What you need to do:
a: In the article about Snap's IPO, which university's academics was the company in discussions to bring in?
b: Carry on the article about financial advice for Snap's new millionaires, picking up after its last line.

Page text:
It’s a real-life Hollywood success story.  Snap, the L.A.-based parent company of the popular Snapchat app, is going public with an IPO set for later this week. With the company’s value estimated at around $20 billion, many employees will become  millionaires — its founders billionaires.

The event is transformational for Snap’s employees, their families, even the bohemian beach community in which the company is headquartered – as mom-and-pop shops are increasingly replaced by upscale food, clothing and design retailers.

So where should they be turning for financial advice?

Snap, it appears, is not leaving this to chance. A recent New York Times article reported the company was in discussions to bring in academics from Stanford University to “explain the impact that the IPO could have on their lives.”

Having counseled many clients in similar circumstances, our wealth management team has this financial advice for Snapchat’s millionaires – and anyone else who has come into sudden wealth, be it through a business sale, inheritance, legal settlement, or lottery winnings.

1. Park the proceeds in cash. For now.

Extracted entries:

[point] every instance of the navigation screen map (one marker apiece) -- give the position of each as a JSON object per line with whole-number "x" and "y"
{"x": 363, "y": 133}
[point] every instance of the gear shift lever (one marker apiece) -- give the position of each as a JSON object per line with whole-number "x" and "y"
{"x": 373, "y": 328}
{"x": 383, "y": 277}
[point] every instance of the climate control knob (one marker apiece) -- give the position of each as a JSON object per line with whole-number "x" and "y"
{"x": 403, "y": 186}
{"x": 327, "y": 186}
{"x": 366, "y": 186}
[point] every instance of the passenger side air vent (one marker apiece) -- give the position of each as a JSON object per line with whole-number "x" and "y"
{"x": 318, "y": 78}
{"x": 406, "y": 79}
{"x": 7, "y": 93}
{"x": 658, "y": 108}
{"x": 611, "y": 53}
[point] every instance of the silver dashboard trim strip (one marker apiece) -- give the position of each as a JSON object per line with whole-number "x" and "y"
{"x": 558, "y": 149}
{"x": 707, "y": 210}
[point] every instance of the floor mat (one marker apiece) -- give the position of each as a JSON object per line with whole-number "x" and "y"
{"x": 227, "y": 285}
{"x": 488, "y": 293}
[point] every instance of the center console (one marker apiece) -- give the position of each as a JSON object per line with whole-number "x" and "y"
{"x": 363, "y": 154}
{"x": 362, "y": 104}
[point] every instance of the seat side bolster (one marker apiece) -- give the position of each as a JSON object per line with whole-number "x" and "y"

Responses to the tasks:
a: Stanford University

b:
Most people find they are in no position to make decisions that will have long-term consequences for at least six to twelve months after a transformational liquidity event. Those who do rush in to major investments or expenditures often come to regret it.  If you’ve received cash, our best advice is to stay in cash in the short term. For our clients, we secure ‘wholesale’ money market rates to earn the best short-term rates and ensure maximum flexibility.  If you have debt that is not tax deductible, such as mortgages or lines of credit, it’s also wise to pay these down.

2. Set up an ‘out tray’.

It’s amazing how quickly people get wind of your windfall. You may find you’re solicited for all manner of requests – investment opportunities, donations, sponsorships, new business ventures.  Handling these can be tricky – especially if they come from family or friends.  It’s often wise to appoint a ‘gatekeeper’ – an independent source of review to whom you can refer these requests to ensure they are handled professionally, objectively and without damaging relationships you care about.  We often perform this role for our clients and it gives them peace of mind.

3. It’s not too late for tax planning.

Tax planning both before and after the sale of your stock options creates wealth.  There are a number of tax minimization strategies that may be applicable – ranging from the simple to the highly sophisticated.  One of the simplest and most effective forms of tax relief, for example, is charitable giving. If you have charitable organizations you currently support, you may want to look at ways to reduce the capital gain from your sale while creating an endurable giving plan for the charity. Talk to your tax advisor.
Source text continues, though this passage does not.